* Begin Extracted text *

Employees of CSB and its Subsidiaries are not represented by any labor union,
and, to the best knowledge of CSB's management, no labor union is attempting to
organize employees of CSB or any of its Subsidiaries.
 
     5.21 MATERIAL INTERESTS OF CERTAIN PERSONS. Except as disclosed in CSB's
Proxy Statement for its 1997 Annual Meeting of Shareholders, no executive
officer or director of CSB, or any "associate" (as such term is defined in Rule
14a-1 under the Exchange Act) of any such executive officer or director, has any
interest in any contract or property (real or personal), tangible or intangible,
used in or pertaining to the business of CSB or any of its Subsidiaries.
 
     5.22 REGISTRATION OBLIGATIONS. Neither CSB nor any of its Subsidiaries is
under any obligation, contingent or otherwise, currently in effect or which will
survive the Merger by reason of any agreement to register any of its securities
under the Securities Act.
 
     5.23 BROKERS AND FINDERS. Except as set forth in Section 5.23 of the CSB
Disclosure Schedule, neither CSB nor any of its Subsidiaries nor any of their
respective officers, directors or employees has employed any broker or finder or
incurred any liability for any financial advisory fees, brokerage fees,
commissions or finder's fees, and no broker or finder has acted directly or
indirectly for CSB or any of its Subsidiaries in connection with this Agreement
or the transactions contemplated hereby.
 
     5.24 STATE TAKEOVER LAWS. CSB has taken all steps necessary to irrevocably
exempt the transactions contemplated by this Agreement from any applicable state
takeover law and from any applicable charter or contractual provision containing
change of control or anti-takeover provisions.

* End Extracted text *
* Begin Data shown *

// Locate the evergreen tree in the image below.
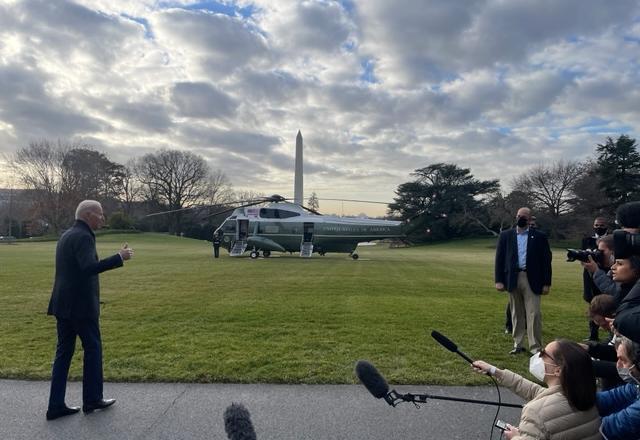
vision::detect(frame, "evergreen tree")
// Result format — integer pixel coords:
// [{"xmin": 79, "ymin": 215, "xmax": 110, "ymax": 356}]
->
[
  {"xmin": 389, "ymin": 163, "xmax": 500, "ymax": 239},
  {"xmin": 596, "ymin": 134, "xmax": 640, "ymax": 206}
]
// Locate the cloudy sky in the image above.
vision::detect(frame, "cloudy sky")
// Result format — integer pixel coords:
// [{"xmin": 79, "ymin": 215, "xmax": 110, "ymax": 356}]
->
[{"xmin": 0, "ymin": 0, "xmax": 640, "ymax": 213}]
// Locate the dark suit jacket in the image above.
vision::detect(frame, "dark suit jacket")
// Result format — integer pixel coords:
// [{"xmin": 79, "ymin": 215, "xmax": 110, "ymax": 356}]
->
[
  {"xmin": 495, "ymin": 228, "xmax": 551, "ymax": 295},
  {"xmin": 47, "ymin": 220, "xmax": 122, "ymax": 319}
]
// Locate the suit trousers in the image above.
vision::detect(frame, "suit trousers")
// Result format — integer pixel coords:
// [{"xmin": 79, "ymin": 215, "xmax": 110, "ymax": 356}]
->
[
  {"xmin": 49, "ymin": 318, "xmax": 103, "ymax": 409},
  {"xmin": 509, "ymin": 272, "xmax": 542, "ymax": 350}
]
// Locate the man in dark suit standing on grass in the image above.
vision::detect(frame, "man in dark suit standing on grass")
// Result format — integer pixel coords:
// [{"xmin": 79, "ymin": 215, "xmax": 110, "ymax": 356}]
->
[
  {"xmin": 47, "ymin": 200, "xmax": 133, "ymax": 420},
  {"xmin": 495, "ymin": 208, "xmax": 551, "ymax": 354}
]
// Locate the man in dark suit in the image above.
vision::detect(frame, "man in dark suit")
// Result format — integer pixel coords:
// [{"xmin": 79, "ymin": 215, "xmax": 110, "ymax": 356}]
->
[
  {"xmin": 495, "ymin": 208, "xmax": 551, "ymax": 354},
  {"xmin": 47, "ymin": 200, "xmax": 133, "ymax": 420}
]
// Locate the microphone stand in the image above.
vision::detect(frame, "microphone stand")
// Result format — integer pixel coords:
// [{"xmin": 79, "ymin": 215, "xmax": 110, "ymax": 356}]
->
[{"xmin": 385, "ymin": 390, "xmax": 522, "ymax": 409}]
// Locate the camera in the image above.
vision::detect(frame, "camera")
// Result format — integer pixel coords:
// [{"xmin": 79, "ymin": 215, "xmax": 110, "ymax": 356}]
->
[
  {"xmin": 567, "ymin": 249, "xmax": 604, "ymax": 264},
  {"xmin": 613, "ymin": 229, "xmax": 640, "ymax": 258}
]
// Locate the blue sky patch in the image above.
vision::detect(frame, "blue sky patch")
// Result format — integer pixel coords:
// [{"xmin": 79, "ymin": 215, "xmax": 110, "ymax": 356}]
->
[{"xmin": 160, "ymin": 0, "xmax": 256, "ymax": 18}]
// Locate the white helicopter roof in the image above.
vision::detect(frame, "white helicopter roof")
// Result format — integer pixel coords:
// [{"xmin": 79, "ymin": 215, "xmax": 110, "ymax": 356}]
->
[{"xmin": 231, "ymin": 202, "xmax": 402, "ymax": 225}]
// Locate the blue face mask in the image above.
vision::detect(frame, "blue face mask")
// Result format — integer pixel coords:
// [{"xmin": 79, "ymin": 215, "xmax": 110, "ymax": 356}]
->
[
  {"xmin": 518, "ymin": 217, "xmax": 529, "ymax": 228},
  {"xmin": 616, "ymin": 365, "xmax": 640, "ymax": 385}
]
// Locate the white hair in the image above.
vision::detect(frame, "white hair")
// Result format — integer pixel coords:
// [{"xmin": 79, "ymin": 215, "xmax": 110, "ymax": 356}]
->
[{"xmin": 76, "ymin": 200, "xmax": 102, "ymax": 220}]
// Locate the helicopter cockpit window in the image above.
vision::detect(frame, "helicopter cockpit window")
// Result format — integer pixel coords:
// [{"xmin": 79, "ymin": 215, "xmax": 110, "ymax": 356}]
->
[
  {"xmin": 260, "ymin": 208, "xmax": 300, "ymax": 218},
  {"xmin": 222, "ymin": 221, "xmax": 236, "ymax": 232}
]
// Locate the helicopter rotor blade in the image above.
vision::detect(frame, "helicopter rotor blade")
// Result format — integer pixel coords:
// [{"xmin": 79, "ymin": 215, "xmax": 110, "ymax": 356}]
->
[
  {"xmin": 318, "ymin": 199, "xmax": 389, "ymax": 205},
  {"xmin": 145, "ymin": 205, "xmax": 212, "ymax": 217},
  {"xmin": 299, "ymin": 205, "xmax": 322, "ymax": 215},
  {"xmin": 204, "ymin": 200, "xmax": 265, "ymax": 218}
]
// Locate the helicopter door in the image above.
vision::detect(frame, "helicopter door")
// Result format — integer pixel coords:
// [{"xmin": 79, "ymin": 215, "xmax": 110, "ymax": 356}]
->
[
  {"xmin": 229, "ymin": 219, "xmax": 249, "ymax": 257},
  {"xmin": 300, "ymin": 223, "xmax": 313, "ymax": 258},
  {"xmin": 236, "ymin": 219, "xmax": 249, "ymax": 241}
]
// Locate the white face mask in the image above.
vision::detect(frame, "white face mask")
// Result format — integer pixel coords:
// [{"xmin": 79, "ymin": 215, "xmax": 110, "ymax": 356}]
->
[
  {"xmin": 529, "ymin": 353, "xmax": 555, "ymax": 382},
  {"xmin": 529, "ymin": 353, "xmax": 546, "ymax": 382}
]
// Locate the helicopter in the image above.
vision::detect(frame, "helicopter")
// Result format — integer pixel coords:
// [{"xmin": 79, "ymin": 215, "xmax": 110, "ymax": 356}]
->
[{"xmin": 211, "ymin": 194, "xmax": 405, "ymax": 260}]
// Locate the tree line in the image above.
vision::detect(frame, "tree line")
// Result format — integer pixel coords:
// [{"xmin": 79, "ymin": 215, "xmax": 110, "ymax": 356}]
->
[
  {"xmin": 4, "ymin": 140, "xmax": 238, "ymax": 238},
  {"xmin": 2, "ymin": 135, "xmax": 640, "ymax": 241},
  {"xmin": 389, "ymin": 135, "xmax": 640, "ymax": 241}
]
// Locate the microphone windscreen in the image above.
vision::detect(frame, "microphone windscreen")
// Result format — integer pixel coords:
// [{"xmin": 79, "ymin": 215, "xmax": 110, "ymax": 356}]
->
[
  {"xmin": 356, "ymin": 361, "xmax": 389, "ymax": 399},
  {"xmin": 224, "ymin": 403, "xmax": 256, "ymax": 440},
  {"xmin": 431, "ymin": 330, "xmax": 458, "ymax": 353}
]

* End Data shown *

Job A - Reproduce the passage of the merger agreement excerpt starting at "5.21 MATERIAL INTERESTS" and ending at "business of CSB or any of its Subsidiaries.".
Job B -
Answer these questions using the merger agreement excerpt:
(i) Under the material interests section, which document's disclosures form the exception?
(ii) Under which rule is the term "associate" defined?
(iii) Under which act do the registration obligations in Section 5.22 concern the registration of securities?

Written answer A -
5.21 MATERIAL INTERESTS OF CERTAIN PERSONS. Except as disclosed in CSB's
Proxy Statement for its 1997 Annual Meeting of Shareholders, no executive
officer or director of CSB, or any "associate" (as such term is defined in Rule
14a-1 under the Exchange Act) of any such executive officer or director, has any
interest in any contract or property (real or personal), tangible or intangible,
used in or pertaining to the business of CSB or any of its Subsidiaries.

Written answer B -
(i) CSB's Proxy Statement for its 1997 Annual Meeting of Shareholders
(ii) Rule 14a-1 under the Exchange Act
(iii) The Securities Act